The data Start Marker

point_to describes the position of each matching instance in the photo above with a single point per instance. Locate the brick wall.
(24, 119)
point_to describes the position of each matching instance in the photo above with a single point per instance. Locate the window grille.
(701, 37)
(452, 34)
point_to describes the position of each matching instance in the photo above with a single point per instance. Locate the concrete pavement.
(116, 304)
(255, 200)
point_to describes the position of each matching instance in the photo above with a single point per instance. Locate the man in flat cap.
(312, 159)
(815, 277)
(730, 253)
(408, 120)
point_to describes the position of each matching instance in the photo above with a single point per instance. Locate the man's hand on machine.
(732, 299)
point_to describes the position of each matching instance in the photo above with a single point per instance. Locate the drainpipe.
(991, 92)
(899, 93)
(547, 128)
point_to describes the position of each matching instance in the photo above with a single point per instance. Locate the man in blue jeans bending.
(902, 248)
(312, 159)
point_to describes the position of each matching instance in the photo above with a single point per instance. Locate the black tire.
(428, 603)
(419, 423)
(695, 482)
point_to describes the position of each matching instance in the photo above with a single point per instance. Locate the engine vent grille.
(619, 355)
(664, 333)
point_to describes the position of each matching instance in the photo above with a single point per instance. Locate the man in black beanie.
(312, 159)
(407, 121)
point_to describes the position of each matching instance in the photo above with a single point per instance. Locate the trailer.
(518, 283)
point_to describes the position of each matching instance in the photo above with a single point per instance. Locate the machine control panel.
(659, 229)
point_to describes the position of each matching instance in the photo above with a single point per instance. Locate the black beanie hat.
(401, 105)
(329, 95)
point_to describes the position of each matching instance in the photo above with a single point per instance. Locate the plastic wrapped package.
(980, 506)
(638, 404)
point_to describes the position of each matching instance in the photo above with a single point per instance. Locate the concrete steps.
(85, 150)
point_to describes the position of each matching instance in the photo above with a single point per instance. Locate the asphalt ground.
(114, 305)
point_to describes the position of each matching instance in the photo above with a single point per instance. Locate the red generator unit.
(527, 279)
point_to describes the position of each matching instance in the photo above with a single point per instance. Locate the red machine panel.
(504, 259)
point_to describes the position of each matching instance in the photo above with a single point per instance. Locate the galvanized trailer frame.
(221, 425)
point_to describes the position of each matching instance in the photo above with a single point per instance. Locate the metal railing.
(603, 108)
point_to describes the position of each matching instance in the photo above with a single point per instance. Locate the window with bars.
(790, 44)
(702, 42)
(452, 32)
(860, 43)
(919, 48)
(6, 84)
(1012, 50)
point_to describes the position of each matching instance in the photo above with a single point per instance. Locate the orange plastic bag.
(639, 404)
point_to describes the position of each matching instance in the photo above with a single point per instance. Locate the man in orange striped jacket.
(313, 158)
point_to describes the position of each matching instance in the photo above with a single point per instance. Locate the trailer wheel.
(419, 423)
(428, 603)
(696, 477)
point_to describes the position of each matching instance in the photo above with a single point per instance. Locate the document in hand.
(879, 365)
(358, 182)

The data End Marker

What the exercise asks >> Set down each entry again, exactly as written.

Exercise output >>
point_to describes the position of each matching instance in the photo above with a single point per instance. Locate the brick wall.
(24, 119)
point_to describes the position of each matching instance in the photo above with a single point per instance. Locate the window grille.
(701, 37)
(452, 34)
point_to describes the position of each matching instance in the photo above with a single point per instance. Locate the concrete pavement.
(116, 304)
(255, 200)
point_to describes the position of each matching instance in the photo above with a single point per instance. Locate the man in flat cap.
(312, 159)
(815, 277)
(730, 253)
(408, 120)
point_to describes the position of each matching instance in the photo above with a single point per instance. Locate the man's hand on machine.
(732, 299)
point_to describes the position of each matching instance in the photo above with a single point per instance. Locate the drainpipe.
(991, 92)
(899, 93)
(547, 128)
point_to describes the position of each matching instance in the photo above with a single point per instance. Locate the man in blue jeans bending.
(902, 248)
(312, 159)
point_to describes the position of each matching instance in the photo above with a single point per instance. Locate the black tire.
(428, 603)
(419, 423)
(695, 482)
point_to describes the position of each matching instance in the photo above with a single point per instance. Locate the engine vent grille.
(619, 355)
(664, 333)
point_to describes the position of each matching instance in the photo above with a single point per instance. Locate the man in black beanie.
(312, 159)
(407, 121)
point_to describes the position of each matching instance in the photo above with a single point per instance. Locate the trailer.
(518, 283)
point_to describes the position of each matching instance in the photo above with a single point per instance. Locate the machine control panel.
(659, 229)
point_to describes the position of each matching instance in the photo above with a single point per instance. Locate the black beanie hat.
(401, 105)
(329, 95)
point_to describes the position of each matching instance in the photo above with a single point per instance. Locate the plastic wrapped package.
(980, 506)
(638, 404)
point_to describes the position of each matching instance in the photo above with a single point per instance. Locate the concrete steps.
(85, 150)
point_to describes the position of each matching instance in the photo above with a single point per instance. Locate the asphalt ground.
(114, 305)
point_to describes the position of each matching instance in the photo above with a single point per instance. Locate the red generator unit.
(527, 279)
point_to describes the position of each matching instance in the photo above with a single point per instance. Locate the red machine panel.
(504, 259)
point_to describes the position of each matching instance in the photo above with a single point per instance. Locate the galvanized trailer frame.
(221, 425)
point_to describes the position of each matching instance in the photo above with a single point per instance. Locate the metal railing.
(603, 108)
point_to describes the position of each matching instance in the photo above with a single point per instance. Locate the window with bars.
(790, 44)
(702, 42)
(452, 32)
(860, 43)
(919, 48)
(6, 84)
(1012, 50)
point_to describes the position of each matching instance in the photo above with a single point per instance. Locate the orange plastic bag.
(639, 404)
point_to describes the position of each matching instance in the photo above with a single point per instance. Locate the man in orange striped jacket.
(313, 158)
point_to describes the position of each matching instance in the photo above with a single point per instance. Locate the trailer wheel.
(419, 423)
(428, 603)
(696, 477)
point_to describes the position of each matching instance in the photo above with a single point per instance. Locate the document in hand.
(879, 365)
(358, 182)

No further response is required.